The exercise: Write out every line of the records below, requests included, and shift each x and y coordinate in the answer lists up by 102.

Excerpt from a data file

+++

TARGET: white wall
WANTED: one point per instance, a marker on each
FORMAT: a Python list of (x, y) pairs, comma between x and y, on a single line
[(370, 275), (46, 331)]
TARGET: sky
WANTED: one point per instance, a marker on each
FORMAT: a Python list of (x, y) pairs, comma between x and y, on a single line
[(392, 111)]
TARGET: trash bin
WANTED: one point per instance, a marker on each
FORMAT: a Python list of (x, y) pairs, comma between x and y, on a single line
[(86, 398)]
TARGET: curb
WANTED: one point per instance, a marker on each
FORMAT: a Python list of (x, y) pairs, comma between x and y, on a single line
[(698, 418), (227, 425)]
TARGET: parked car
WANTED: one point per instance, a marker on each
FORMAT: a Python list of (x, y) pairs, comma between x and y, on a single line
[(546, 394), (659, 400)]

+++

Completed exercise:
TARGET: white wall
WANTED: one point per instance, a marker on each
FORMAT: a Python list of (x, y) pairs, comma between x and y, on a single line
[(472, 377), (148, 433)]
TARGET: sky
WANTED: one point per instance, a marker on each
FORMAT: a Python list of (x, y) pairs, comma between x and y, on a single line
[(494, 213)]
TARGET: trash bin
WANTED: one point per instance, a marker on each
FORMAT: a Python list of (x, y) pairs, comma between x and y, on a single line
[(188, 500)]
TARGET: curb
WANTED: one point per instance, a marker on each
FORMAT: a Python list of (x, y) pairs, comma between x and y, on a single line
[(800, 520), (329, 527)]
TARGET: parked car
WANTED: one point per instance, a marker on each
FORMAT: a Python list of (x, y) pairs, comma between x and y, on a single line
[(648, 496), (761, 502)]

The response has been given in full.